(INSTRUCTIONS TO FOLLOW):
Copy every line of the listing below that contains the string "target". Case counts.

※

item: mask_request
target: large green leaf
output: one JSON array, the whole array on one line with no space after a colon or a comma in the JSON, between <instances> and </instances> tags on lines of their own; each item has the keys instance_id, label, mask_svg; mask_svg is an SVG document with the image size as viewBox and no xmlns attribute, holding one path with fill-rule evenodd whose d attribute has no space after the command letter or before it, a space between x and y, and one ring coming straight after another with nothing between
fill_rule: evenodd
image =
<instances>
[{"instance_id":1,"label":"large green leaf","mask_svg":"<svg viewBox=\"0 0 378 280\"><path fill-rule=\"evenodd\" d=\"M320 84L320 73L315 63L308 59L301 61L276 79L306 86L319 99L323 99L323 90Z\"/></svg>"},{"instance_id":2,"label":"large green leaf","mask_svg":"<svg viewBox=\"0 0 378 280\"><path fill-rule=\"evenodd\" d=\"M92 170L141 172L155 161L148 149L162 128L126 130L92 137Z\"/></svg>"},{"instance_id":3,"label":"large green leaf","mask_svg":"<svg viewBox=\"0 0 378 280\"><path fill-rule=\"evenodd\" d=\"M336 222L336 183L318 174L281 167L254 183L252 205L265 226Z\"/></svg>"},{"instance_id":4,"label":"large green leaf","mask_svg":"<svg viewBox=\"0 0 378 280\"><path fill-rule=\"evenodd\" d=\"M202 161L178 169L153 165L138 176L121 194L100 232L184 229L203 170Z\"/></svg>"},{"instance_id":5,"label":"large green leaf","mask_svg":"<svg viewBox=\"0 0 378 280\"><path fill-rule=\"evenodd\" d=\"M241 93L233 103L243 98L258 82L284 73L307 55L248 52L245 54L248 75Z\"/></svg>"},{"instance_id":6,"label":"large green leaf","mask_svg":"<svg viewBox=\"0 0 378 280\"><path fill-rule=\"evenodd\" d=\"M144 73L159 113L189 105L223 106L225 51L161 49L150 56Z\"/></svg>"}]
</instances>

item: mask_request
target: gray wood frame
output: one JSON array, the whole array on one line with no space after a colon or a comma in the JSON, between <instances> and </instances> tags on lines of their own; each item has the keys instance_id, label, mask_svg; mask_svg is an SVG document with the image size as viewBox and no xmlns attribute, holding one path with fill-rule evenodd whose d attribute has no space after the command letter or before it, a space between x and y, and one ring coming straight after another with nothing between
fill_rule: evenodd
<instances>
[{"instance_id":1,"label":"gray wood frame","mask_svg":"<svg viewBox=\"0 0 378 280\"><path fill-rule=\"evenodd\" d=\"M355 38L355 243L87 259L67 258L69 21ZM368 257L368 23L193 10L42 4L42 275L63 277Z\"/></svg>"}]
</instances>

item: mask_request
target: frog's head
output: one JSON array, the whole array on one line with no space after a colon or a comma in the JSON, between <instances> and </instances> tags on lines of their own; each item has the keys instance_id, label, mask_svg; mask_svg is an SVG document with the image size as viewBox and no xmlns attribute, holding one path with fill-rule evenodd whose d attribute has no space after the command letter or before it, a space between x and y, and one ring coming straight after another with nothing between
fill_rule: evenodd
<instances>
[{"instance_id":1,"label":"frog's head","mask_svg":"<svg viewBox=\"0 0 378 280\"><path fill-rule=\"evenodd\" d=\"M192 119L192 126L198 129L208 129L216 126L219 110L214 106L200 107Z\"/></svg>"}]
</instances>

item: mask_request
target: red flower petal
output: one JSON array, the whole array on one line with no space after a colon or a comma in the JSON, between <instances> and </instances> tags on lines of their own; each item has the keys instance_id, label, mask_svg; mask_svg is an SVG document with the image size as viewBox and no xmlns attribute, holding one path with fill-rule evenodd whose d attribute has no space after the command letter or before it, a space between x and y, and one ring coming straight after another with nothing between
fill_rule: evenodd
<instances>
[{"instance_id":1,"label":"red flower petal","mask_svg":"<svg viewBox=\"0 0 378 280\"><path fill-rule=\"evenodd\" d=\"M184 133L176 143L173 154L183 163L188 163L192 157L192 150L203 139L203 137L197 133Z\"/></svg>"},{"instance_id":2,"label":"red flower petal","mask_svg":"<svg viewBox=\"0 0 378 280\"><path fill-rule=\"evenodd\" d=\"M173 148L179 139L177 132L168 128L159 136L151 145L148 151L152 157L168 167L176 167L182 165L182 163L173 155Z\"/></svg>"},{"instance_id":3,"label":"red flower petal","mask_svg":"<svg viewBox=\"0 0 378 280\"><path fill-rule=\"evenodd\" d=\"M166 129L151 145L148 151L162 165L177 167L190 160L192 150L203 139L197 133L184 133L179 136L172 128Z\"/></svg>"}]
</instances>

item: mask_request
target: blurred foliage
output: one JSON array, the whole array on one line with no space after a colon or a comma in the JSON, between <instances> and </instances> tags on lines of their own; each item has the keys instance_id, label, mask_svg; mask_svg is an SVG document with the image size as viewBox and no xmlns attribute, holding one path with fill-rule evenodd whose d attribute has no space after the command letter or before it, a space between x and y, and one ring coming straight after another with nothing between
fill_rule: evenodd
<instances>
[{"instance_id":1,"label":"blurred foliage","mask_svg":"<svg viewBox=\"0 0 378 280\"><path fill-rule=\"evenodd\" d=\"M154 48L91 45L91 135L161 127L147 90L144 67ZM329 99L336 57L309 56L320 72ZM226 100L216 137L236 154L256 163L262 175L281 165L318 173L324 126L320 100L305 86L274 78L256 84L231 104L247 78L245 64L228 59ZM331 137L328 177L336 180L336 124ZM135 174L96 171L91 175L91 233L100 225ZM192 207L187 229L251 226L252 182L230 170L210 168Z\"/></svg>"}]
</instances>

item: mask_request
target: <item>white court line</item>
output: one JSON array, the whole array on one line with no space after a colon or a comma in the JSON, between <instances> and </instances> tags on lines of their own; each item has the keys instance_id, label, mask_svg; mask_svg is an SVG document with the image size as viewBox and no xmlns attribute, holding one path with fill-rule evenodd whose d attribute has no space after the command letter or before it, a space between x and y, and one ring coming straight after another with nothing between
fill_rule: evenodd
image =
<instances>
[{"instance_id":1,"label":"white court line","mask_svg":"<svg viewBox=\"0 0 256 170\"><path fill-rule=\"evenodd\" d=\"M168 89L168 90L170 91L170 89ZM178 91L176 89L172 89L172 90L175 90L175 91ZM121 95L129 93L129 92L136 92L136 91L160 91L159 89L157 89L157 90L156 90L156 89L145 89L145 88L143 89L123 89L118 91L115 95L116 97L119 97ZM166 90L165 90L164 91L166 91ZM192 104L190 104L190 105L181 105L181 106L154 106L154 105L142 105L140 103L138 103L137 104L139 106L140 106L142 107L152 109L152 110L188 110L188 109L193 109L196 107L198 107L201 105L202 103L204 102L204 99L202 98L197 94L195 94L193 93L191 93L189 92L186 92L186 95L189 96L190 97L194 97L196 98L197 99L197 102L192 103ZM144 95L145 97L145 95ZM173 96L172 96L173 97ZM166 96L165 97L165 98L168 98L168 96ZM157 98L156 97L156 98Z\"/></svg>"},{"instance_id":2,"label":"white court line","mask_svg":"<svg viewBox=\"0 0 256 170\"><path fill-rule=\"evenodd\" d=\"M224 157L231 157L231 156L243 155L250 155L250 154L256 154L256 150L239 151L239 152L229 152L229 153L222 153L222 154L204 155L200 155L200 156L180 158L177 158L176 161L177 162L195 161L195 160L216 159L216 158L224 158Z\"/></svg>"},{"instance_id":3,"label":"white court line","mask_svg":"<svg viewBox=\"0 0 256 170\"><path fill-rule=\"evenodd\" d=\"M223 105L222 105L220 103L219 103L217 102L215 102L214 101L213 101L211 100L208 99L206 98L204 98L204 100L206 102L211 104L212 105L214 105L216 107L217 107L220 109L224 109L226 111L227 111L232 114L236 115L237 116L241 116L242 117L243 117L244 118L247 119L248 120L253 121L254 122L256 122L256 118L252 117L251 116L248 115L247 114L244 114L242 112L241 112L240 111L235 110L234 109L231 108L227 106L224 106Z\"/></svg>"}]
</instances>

※

(FINISHED ANSWER):
target: large green leaf
target: gray wood frame
target: frog's head
target: red flower petal
target: blurred foliage
target: <item>white court line</item>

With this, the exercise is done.